[Short problem] Below, find the line that contains "Spot the autumn" and copy it and every line after it, through the end of the items, without changing anything.

[Data in this exercise]
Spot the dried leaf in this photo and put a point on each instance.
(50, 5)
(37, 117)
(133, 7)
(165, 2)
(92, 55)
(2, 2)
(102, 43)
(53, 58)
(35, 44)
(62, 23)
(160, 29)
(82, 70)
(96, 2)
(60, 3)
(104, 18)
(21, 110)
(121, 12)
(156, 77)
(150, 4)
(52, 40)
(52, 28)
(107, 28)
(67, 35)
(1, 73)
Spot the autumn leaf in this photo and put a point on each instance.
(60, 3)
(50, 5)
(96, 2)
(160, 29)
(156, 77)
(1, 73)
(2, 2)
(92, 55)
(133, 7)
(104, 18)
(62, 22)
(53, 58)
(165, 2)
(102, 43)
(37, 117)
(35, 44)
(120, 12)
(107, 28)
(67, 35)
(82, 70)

[Final result]
Spot the autumn leaf in this photo and put a point on each instance.
(60, 3)
(50, 5)
(96, 2)
(160, 29)
(156, 77)
(1, 73)
(2, 2)
(92, 55)
(133, 7)
(104, 18)
(62, 22)
(53, 58)
(165, 2)
(102, 43)
(37, 117)
(35, 44)
(120, 12)
(107, 28)
(67, 35)
(82, 70)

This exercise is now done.